PROVIDED RECORDS:
▼▼▼
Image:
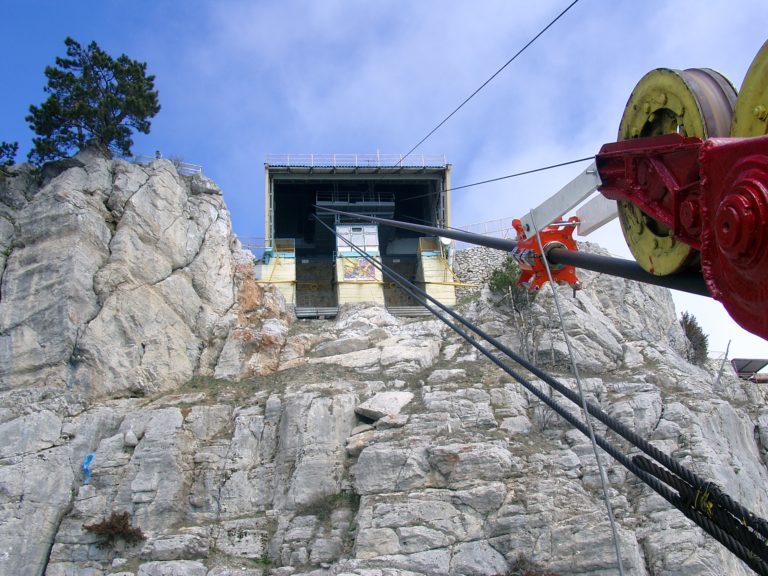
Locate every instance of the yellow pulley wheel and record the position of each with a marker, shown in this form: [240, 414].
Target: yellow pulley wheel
[695, 102]
[750, 116]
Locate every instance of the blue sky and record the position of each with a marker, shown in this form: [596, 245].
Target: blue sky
[239, 79]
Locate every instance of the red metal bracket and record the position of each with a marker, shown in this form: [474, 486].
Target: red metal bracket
[713, 196]
[527, 254]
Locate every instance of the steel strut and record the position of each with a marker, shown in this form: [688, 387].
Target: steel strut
[685, 282]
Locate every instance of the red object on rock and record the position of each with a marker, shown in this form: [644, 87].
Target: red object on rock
[528, 254]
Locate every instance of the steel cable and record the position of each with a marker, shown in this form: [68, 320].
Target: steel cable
[484, 84]
[745, 554]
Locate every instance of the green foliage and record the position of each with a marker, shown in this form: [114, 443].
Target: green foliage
[8, 152]
[524, 566]
[503, 281]
[697, 347]
[93, 100]
[116, 527]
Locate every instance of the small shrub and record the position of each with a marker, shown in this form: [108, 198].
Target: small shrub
[697, 343]
[116, 527]
[503, 281]
[524, 566]
[8, 152]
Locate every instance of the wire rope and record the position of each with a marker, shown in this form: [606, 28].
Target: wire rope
[701, 509]
[587, 419]
[507, 177]
[484, 84]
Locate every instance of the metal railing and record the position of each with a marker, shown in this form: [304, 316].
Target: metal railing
[357, 160]
[185, 168]
[501, 228]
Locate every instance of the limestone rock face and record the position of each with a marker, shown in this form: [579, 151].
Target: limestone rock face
[163, 381]
[120, 279]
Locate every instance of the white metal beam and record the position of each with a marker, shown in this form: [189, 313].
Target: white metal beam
[568, 197]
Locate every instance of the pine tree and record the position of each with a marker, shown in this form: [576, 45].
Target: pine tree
[7, 156]
[697, 348]
[93, 100]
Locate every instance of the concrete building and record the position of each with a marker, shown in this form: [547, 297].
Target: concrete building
[314, 268]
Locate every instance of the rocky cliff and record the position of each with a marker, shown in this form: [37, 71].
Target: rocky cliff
[239, 442]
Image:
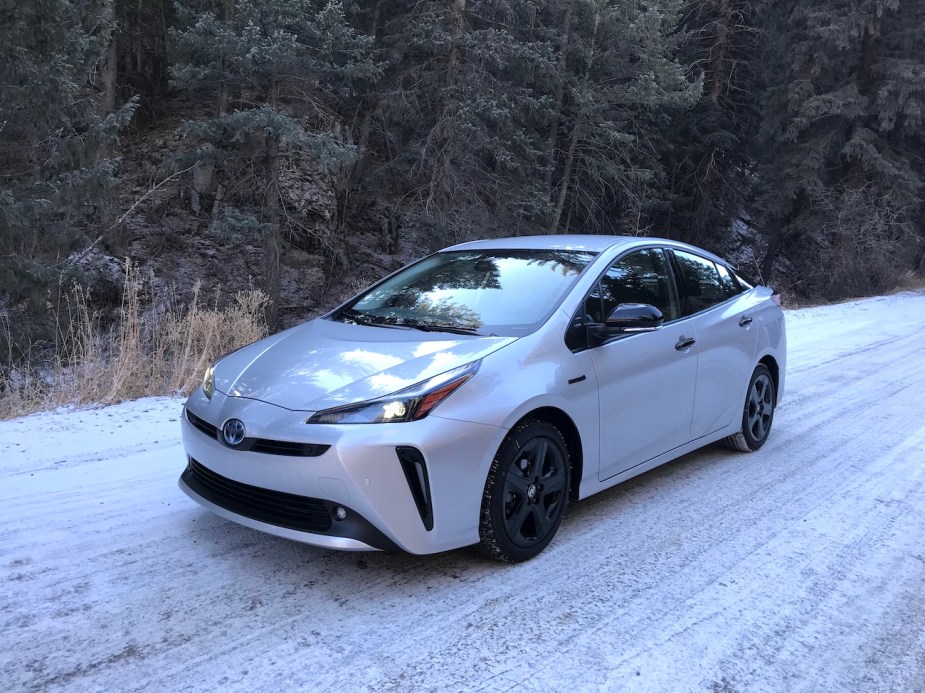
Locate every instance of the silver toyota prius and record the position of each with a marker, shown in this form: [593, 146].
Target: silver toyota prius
[469, 397]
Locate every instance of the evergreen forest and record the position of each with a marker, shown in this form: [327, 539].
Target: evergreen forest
[306, 147]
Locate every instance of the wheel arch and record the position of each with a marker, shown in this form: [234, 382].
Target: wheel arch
[569, 431]
[771, 364]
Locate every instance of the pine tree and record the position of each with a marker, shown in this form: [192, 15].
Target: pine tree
[55, 134]
[622, 85]
[463, 100]
[841, 178]
[708, 157]
[278, 70]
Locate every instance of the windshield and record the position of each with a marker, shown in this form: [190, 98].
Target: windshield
[501, 292]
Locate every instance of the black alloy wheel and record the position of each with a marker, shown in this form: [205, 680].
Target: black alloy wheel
[758, 414]
[526, 492]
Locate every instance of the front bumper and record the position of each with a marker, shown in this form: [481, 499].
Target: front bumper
[358, 473]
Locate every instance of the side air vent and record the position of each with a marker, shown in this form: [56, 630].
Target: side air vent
[415, 468]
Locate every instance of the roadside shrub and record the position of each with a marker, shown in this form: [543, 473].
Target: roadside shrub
[154, 347]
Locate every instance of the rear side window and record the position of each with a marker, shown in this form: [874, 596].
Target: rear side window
[702, 286]
[729, 284]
▲▲▲
DIRECTIONS:
Reproduce all of the material above verbatim, leaving out the pictures.

OUTPUT FOR THIS EXERCISE:
Image:
Locate every instance of the yellow pulley wheel and record the position of each with a marker, shown in this form: [240, 414].
Target: yellow pulley wheel
[695, 102]
[750, 116]
Locate every instance of the blue sky and record the position of each with a marker, shown in this form: [596, 245].
Target: blue sky
[239, 79]
Locate every instance of the red metal bracket and record the position of each with a marker, shown in this form: [474, 486].
Target: red metal bracket
[713, 196]
[527, 254]
Locate every instance of the steel strut and record the position of each with a marker, shown in this form: [688, 387].
Target: steel strut
[685, 282]
Locate every instance of the red object on rock and record the position of each with a marker, shown in this form: [644, 87].
Target: red object on rock
[528, 254]
Locate every instance of the steel cable and record the position of each with a marker, shown in this form: [68, 320].
Target: steel cable
[484, 84]
[745, 554]
Locate every instance of the green foliage and record the position of each with a marker, shown in this form: [114, 443].
Target: green foliage
[8, 152]
[524, 566]
[503, 281]
[697, 347]
[93, 100]
[116, 527]
Locate every instance of the small shrub and record the position of each with a marker, shown in this form: [108, 198].
Target: small shrub
[697, 343]
[116, 527]
[503, 281]
[524, 566]
[8, 152]
Locate every instance of the wire rope and record the position of each with a marker, shown in this form: [606, 28].
Target: wire rope
[701, 509]
[587, 419]
[507, 177]
[484, 84]
Locate every instance of the metal railing and record the position of each with a marker, shown in this form: [304, 316].
Target: metal railing
[357, 160]
[185, 168]
[501, 228]
Locate every instance of the limestone rock face and record the position of each with a marker, shown in this form: [579, 151].
Target: limestone rock face
[163, 381]
[120, 279]
Locate every instance of the white metal beam and record the position of each with a marker, shown in this form: [189, 313].
Target: white metal beam
[568, 197]
Locate every instance of the pine tree and record the position of each with a marker, shown in this form: [576, 45].
Target: pine tree
[7, 156]
[697, 348]
[93, 100]
Locate every instance of the concrete building and record the position of each with a marker, shown in this form: [547, 297].
Target: concrete building
[314, 268]
Locate every instance of the rocky cliff and record the position of each with a marker, shown in this form: [37, 71].
Target: rocky cliff
[239, 442]
Image:
Locate every instance of the silver toyota prius and record the position of each with a marker, shown in this form: [593, 146].
Target: silver toyota prius
[469, 397]
Locate every instance of the evergreen forest and record the position of each with a marker, shown in this form: [327, 539].
Target: evergreen forest
[306, 147]
Locate every instance of the wheel arch and record the position of each with a marker, shown in this form: [234, 382].
Target: wheel arch
[569, 431]
[771, 364]
Locate every instance of the pine tree and record the position of each with a marker, shown in this form: [192, 15].
Target: pine tree
[55, 134]
[622, 85]
[463, 100]
[841, 178]
[708, 157]
[278, 70]
Locate every instance of the windshield and record the position of each with a marker, shown in this form: [190, 98].
Target: windshield
[501, 292]
Locate every instance of the black alloy wheel and record the position of each with a marker, shown in this form: [205, 680].
Target: black alloy wheel
[758, 414]
[526, 492]
Locate every instance of the front bumper and record the position of each with a marker, shown in this form: [481, 499].
Target: front bumper
[358, 473]
Locate every instance of the side air vent and record the position of each with a marker, shown in this form: [56, 630].
Target: side air vent
[415, 468]
Locate every instance of the roadside shrub and record the position of each with a marker, shown in this form: [543, 473].
Target: roadside shrub
[154, 347]
Locate every instance of the rear side window and record the position of each with a marker, shown in this form: [874, 596].
Target: rear side window
[702, 286]
[729, 284]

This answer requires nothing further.